Natural language region descriptions:
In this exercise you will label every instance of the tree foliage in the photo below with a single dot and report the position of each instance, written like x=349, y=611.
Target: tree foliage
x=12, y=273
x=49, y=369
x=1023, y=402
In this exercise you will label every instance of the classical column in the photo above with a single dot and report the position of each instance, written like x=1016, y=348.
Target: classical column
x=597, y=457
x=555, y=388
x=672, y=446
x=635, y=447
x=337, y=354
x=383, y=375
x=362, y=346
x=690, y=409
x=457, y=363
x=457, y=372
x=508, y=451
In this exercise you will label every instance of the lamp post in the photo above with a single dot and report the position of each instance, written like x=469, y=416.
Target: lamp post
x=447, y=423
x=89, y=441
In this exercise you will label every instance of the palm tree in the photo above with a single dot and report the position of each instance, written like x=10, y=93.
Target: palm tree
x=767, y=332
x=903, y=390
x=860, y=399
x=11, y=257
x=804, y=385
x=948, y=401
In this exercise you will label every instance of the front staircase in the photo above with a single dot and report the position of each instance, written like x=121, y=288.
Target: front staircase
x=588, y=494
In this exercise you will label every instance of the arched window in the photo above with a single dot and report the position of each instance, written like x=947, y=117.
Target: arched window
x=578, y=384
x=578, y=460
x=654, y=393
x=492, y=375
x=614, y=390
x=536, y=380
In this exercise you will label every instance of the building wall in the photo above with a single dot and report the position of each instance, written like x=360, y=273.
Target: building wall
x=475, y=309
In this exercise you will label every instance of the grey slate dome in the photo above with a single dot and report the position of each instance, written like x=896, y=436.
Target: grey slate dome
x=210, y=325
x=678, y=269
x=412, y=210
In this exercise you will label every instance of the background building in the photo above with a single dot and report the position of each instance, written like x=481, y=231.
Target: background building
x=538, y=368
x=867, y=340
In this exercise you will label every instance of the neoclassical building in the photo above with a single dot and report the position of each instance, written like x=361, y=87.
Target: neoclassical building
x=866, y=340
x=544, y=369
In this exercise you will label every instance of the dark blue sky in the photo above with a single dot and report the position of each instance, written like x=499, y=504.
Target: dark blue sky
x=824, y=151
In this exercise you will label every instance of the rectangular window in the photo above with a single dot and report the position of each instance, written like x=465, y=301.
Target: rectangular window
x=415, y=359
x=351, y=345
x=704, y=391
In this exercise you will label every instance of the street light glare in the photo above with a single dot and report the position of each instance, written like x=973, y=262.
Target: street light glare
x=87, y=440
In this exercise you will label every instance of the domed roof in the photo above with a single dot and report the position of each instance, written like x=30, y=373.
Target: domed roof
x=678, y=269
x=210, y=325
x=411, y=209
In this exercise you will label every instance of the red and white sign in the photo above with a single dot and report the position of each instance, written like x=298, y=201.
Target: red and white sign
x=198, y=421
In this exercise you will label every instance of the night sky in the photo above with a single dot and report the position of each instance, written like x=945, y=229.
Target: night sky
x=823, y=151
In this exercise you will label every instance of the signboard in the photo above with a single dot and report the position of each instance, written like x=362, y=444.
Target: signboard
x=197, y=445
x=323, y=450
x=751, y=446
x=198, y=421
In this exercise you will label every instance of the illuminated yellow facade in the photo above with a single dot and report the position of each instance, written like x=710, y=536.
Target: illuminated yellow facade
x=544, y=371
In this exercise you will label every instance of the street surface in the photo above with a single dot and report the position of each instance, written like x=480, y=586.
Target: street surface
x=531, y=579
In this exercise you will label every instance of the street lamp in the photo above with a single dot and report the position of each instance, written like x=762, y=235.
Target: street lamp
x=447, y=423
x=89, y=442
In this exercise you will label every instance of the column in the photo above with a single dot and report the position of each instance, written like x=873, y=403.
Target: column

**What to do:** With both ends included, please retype exactly the lines from the line containing "In this exercise you will label every instance of the night" to the final line of the data.

**Result of this task:**
In this exercise you will label every instance of the night sky in the photo above with a single dot and report the position of each instance, written like x=945, y=229.
Target: night sky
x=823, y=151
In this exercise you will label every instance of the signboard in the photo above with a single dot and report the position of each instance, written like x=362, y=444.
Target: signboard
x=197, y=445
x=323, y=450
x=751, y=446
x=198, y=421
In this exercise you will label every instance of the illuminated yellow facade in the photo above with a single dot and report the position of each instance, written like x=710, y=536.
Target: illuminated yellow facade
x=544, y=371
In this exercise you will label every instance of the street surface in the photo above with a single dot and report the position of each instance, written like x=480, y=586.
Target: street surface
x=531, y=579
In this exercise you will label every instance of the street lamp in the photo above with a single dot and report the position of each instance, written like x=762, y=235.
Target: street lamp
x=447, y=423
x=89, y=442
In this exercise you will label every instance of the column in the photo above with a single dot and report the position of each instance, written like x=873, y=403.
Target: column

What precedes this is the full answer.